(Dataset records)
──────
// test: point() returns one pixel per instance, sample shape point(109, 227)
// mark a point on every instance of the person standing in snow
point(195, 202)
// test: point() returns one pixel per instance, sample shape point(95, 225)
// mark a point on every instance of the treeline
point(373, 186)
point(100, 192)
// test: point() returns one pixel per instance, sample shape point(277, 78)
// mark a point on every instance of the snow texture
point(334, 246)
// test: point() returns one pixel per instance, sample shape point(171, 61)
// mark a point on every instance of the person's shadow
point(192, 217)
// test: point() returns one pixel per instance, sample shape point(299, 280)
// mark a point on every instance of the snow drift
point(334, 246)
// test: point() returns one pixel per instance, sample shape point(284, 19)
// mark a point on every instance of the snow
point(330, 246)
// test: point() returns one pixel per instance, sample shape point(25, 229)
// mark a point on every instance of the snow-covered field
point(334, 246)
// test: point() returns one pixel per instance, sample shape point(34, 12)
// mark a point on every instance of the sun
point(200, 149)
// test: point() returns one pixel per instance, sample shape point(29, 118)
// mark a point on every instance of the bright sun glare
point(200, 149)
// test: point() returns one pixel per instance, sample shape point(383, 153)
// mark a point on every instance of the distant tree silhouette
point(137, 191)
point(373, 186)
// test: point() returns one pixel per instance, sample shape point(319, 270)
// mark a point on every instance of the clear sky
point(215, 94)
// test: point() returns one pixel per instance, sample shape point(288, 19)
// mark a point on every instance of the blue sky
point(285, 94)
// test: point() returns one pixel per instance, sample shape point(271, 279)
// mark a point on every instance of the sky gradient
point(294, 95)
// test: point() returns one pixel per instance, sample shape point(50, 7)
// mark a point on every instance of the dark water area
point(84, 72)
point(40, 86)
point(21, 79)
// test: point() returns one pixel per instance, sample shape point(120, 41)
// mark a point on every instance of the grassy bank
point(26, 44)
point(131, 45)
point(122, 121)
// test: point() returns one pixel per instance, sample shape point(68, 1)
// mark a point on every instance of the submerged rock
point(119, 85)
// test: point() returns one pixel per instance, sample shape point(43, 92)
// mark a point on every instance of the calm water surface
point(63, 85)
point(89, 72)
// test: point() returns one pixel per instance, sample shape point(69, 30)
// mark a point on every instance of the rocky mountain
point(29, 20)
──────
**Exercise task**. Lay out every line of the dataset records above as a Markdown table with the columns No. and Line. Number the rows in order, and leave out any blank lines.

**Worked solution**.
| No. | Line |
|---|---|
| 1 | // test: point() returns one pixel per instance, sample shape point(109, 227) |
| 2 | // mark a point on every instance of the person standing in snow |
| 3 | point(195, 202) |
| 4 | // test: point() returns one pixel per instance, sample shape point(95, 225) |
| 5 | // mark a point on every instance of the treeline |
| 6 | point(373, 186) |
| 7 | point(100, 192) |
| 8 | // test: point() returns one pixel per instance, sample shape point(277, 78) |
| 9 | // mark a point on every instance of the snow texture |
| 10 | point(334, 246) |
| 11 | // test: point() returns one pixel per instance, sample shape point(171, 61) |
| 12 | // mark a point on every instance of the person's shadow |
| 13 | point(192, 217) |
| 14 | // test: point() returns one pixel per instance, sample shape point(299, 280) |
| 15 | // mark a point on every instance of the snow drift |
| 16 | point(334, 246) |
| 17 | // test: point() returns one pixel per instance, sample shape point(284, 19) |
| 18 | // mark a point on every instance of the snow |
| 19 | point(330, 246) |
| 20 | // test: point() returns one pixel per instance, sample shape point(25, 229) |
| 21 | // mark a point on every instance of the snow-covered field |
| 22 | point(334, 246) |
| 23 | // test: point() returns one pixel per instance, sample shape point(34, 12) |
| 24 | // mark a point on every instance of the sun |
| 25 | point(200, 149) |
| 26 | // test: point() returns one pixel per instance, sample shape point(29, 118) |
| 27 | // mark a point on every instance of the bright sun glare |
| 28 | point(200, 149) |
| 29 | // test: point() returns one pixel per instance, sample shape point(383, 153) |
| 30 | // mark a point on every instance of the distant tree silhouette |
| 31 | point(137, 191) |
| 32 | point(373, 186) |
| 33 | // test: point() returns one pixel per instance, sample shape point(319, 270) |
| 34 | // mark a point on every instance of the clear sky |
| 35 | point(215, 94) |
| 36 | // test: point() returns one pixel per instance, sample shape point(288, 19) |
| 37 | // mark a point on every instance of the blue sky |
| 38 | point(285, 94) |
| 39 | // test: point() returns one pixel per instance, sample shape point(271, 279) |
| 40 | // mark a point on every instance of the sky gradient |
| 41 | point(294, 95) |
| 42 | // test: point() returns one pixel per instance, sample shape point(50, 7) |
| 43 | // mark a point on every instance of the dark water area |
| 44 | point(84, 72) |
| 45 | point(40, 86) |
| 46 | point(21, 79) |
| 47 | // test: point() returns one pixel per instance, sample shape point(120, 41) |
| 48 | // mark a point on every instance of the grassy bank |
| 49 | point(26, 44) |
| 50 | point(131, 45) |
| 51 | point(122, 121) |
| 52 | // test: point() returns one pixel per instance, sample shape point(68, 1) |
| 53 | // mark a point on every instance of the submerged rock |
| 54 | point(119, 85) |
| 55 | // test: point() returns one pixel per instance, sample shape point(43, 92) |
| 56 | // mark a point on every instance of the calm water surface |
| 57 | point(63, 85) |
| 58 | point(89, 72) |
| 59 | // test: point() returns one pixel per instance, sample shape point(69, 30) |
| 60 | // mark a point on every instance of the rocky mountain |
| 61 | point(29, 20) |